Exercise prompt >>
Quote exactly the lines running from the line with "Q: For the photo above, point to the nose, giving" to the end of the entries, including both, and nothing else.

### Provided records ###

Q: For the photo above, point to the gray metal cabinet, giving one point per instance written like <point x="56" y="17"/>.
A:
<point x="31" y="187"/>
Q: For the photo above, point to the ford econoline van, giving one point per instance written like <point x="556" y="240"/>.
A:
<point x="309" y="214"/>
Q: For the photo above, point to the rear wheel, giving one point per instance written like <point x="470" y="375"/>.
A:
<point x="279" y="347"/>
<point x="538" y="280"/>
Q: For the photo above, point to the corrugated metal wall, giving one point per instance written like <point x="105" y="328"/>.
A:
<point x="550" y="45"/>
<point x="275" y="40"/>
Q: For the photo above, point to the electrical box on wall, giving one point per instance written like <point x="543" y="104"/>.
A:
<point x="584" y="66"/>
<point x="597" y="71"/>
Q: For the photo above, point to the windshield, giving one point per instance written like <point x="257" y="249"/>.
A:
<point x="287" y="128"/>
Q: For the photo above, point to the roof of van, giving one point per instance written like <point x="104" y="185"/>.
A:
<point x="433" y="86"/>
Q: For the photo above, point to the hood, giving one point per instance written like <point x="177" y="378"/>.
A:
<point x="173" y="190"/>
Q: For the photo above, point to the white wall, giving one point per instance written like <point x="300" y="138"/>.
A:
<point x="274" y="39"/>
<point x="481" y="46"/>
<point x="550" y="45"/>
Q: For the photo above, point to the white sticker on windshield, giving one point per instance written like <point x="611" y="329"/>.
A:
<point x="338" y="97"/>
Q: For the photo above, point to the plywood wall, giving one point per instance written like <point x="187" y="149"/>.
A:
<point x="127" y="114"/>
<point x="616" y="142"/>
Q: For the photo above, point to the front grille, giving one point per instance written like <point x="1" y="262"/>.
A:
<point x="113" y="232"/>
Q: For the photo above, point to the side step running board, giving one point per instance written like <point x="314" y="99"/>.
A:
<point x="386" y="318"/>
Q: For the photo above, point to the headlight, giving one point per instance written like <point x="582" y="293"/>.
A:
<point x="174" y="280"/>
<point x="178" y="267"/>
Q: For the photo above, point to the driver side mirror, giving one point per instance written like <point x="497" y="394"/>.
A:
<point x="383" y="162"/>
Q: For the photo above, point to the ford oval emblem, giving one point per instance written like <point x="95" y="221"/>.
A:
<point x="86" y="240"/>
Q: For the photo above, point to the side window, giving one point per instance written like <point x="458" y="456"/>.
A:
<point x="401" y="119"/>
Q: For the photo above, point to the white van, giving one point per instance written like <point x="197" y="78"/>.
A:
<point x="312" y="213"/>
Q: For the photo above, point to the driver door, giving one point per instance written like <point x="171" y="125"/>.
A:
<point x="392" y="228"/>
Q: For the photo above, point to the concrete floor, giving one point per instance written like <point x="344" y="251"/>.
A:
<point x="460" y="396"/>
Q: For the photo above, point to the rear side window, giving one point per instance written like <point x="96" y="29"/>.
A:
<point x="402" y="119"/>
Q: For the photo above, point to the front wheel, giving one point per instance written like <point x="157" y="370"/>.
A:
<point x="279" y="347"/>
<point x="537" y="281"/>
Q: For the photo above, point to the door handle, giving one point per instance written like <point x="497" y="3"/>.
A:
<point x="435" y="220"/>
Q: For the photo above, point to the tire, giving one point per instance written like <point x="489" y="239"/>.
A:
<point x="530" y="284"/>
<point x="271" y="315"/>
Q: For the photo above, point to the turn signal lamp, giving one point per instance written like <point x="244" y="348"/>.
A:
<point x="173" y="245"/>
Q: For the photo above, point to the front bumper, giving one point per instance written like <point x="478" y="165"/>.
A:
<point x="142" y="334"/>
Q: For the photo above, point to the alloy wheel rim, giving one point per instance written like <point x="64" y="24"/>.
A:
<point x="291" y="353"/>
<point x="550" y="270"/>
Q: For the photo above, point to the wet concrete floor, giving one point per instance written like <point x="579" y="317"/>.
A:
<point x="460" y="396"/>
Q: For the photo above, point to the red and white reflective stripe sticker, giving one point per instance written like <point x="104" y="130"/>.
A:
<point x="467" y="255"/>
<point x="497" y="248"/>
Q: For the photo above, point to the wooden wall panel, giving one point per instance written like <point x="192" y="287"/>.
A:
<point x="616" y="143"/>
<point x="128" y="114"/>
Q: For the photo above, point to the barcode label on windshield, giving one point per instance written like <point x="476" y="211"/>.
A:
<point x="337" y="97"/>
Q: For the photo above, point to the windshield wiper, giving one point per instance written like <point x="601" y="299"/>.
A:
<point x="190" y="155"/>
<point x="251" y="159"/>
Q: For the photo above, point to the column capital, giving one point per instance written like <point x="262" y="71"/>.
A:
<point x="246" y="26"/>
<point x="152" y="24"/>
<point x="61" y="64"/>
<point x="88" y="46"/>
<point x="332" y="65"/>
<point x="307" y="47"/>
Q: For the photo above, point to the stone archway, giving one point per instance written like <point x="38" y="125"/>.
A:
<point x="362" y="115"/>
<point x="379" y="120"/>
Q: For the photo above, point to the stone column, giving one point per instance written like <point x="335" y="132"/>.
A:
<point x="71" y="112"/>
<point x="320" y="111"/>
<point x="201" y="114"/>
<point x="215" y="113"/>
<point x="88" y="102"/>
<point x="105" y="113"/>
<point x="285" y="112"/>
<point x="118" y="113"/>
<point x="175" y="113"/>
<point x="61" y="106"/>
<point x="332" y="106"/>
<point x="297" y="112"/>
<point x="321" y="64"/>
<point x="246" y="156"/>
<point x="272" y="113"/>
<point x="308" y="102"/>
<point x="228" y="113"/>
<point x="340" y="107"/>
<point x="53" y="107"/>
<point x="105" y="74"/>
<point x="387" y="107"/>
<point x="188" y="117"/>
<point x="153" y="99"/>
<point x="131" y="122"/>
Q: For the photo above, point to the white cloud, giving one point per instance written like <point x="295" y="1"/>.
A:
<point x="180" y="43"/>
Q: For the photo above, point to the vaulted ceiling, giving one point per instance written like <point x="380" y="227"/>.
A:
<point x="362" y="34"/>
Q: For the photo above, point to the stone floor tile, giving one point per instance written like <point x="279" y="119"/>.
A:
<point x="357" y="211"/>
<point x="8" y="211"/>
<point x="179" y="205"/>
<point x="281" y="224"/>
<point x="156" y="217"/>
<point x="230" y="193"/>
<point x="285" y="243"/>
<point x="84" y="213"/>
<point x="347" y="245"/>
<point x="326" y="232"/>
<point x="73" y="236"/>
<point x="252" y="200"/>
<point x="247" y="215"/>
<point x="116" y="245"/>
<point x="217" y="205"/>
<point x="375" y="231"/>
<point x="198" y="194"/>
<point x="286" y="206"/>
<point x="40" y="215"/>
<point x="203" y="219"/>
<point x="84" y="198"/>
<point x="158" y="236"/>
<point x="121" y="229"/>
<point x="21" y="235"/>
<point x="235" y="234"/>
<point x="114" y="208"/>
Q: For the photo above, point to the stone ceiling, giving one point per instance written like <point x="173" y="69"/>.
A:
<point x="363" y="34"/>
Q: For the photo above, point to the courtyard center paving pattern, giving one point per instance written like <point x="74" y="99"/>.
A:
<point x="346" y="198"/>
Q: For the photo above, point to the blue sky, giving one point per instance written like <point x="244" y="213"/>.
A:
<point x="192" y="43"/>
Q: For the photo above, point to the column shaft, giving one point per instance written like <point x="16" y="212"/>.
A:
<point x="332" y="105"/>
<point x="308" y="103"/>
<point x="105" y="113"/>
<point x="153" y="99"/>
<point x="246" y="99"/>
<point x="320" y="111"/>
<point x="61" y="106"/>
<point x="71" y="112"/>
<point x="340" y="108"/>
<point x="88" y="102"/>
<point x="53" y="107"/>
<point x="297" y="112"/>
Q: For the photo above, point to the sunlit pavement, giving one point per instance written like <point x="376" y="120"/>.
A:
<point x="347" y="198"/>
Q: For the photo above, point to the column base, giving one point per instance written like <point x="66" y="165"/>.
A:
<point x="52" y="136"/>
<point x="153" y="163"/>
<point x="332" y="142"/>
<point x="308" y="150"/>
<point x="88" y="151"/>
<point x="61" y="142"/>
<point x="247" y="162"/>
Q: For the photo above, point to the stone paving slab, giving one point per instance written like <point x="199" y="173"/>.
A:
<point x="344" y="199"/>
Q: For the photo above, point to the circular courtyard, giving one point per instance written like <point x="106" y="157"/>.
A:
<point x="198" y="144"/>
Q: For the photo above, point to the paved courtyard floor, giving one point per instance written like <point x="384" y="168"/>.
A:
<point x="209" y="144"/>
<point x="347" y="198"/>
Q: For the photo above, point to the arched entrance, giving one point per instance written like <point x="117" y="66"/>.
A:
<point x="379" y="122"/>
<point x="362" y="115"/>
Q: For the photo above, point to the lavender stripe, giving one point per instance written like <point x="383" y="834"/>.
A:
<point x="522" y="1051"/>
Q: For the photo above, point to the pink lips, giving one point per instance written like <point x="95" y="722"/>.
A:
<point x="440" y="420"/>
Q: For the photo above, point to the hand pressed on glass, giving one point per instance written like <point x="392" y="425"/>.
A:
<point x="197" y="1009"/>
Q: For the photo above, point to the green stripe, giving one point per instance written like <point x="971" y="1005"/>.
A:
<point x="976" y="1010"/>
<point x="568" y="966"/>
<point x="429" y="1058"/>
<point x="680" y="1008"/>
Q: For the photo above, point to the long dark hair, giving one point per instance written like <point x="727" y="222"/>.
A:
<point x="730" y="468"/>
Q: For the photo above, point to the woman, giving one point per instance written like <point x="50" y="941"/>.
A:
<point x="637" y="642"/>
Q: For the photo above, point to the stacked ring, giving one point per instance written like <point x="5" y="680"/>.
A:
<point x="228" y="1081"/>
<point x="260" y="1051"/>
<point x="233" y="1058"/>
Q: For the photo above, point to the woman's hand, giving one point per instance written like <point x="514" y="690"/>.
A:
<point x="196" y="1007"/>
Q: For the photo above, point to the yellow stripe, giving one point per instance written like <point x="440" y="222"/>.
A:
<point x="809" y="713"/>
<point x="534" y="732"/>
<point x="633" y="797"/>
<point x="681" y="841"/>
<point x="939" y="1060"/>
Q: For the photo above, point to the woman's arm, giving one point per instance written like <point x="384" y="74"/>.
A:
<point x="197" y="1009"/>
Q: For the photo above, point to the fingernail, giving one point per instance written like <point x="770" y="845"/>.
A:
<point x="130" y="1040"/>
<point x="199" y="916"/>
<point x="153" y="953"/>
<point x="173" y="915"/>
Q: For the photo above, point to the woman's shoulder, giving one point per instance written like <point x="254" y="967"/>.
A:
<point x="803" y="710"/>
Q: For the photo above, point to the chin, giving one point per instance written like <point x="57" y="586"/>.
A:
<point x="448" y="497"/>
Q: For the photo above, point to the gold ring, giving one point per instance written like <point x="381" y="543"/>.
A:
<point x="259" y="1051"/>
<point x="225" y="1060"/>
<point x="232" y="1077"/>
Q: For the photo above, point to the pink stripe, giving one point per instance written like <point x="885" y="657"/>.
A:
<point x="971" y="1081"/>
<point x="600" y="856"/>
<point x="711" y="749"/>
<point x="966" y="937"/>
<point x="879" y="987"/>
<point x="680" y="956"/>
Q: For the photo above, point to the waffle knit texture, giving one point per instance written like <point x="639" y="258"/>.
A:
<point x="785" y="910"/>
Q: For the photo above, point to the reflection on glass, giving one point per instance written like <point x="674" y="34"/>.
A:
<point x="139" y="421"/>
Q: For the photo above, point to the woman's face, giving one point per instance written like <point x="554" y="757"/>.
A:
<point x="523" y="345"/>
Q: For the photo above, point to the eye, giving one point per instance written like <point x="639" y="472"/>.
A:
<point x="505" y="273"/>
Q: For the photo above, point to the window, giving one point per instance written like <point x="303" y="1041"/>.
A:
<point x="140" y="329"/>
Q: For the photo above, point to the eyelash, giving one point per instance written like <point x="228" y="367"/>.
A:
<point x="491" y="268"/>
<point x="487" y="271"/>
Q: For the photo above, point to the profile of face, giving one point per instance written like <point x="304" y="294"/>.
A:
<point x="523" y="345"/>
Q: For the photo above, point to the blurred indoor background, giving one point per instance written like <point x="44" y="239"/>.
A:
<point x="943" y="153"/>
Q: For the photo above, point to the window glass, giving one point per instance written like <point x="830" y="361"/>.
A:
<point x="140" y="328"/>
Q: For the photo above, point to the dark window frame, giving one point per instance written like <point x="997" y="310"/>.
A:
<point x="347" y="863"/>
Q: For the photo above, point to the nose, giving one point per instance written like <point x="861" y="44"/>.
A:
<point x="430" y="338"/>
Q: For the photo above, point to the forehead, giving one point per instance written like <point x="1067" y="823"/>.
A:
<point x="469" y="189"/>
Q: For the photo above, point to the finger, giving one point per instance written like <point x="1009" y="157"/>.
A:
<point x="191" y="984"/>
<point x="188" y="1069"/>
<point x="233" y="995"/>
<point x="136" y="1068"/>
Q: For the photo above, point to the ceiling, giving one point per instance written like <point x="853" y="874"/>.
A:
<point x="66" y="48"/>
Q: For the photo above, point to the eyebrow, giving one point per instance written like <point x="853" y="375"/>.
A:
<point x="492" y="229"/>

###

Full answer >>
Q: For the photo above, point to the nose, giving one point per instance written like <point x="861" y="44"/>.
A:
<point x="430" y="338"/>
Q: For the photo above, point to the forehead, giving one point per instance written like <point x="1067" y="823"/>.
A:
<point x="469" y="189"/>
Q: For the photo above, point to the finger, giving one point per instance written like <point x="1009" y="157"/>.
A:
<point x="191" y="984"/>
<point x="188" y="1069"/>
<point x="233" y="995"/>
<point x="136" y="1068"/>
Q: For the photo above, point to the ceiling, giving one point per instance written like <point x="853" y="874"/>.
A:
<point x="66" y="48"/>
Q: For the photo above, point to the eyebrow, giving one point per instance written like <point x="853" y="375"/>.
A:
<point x="492" y="229"/>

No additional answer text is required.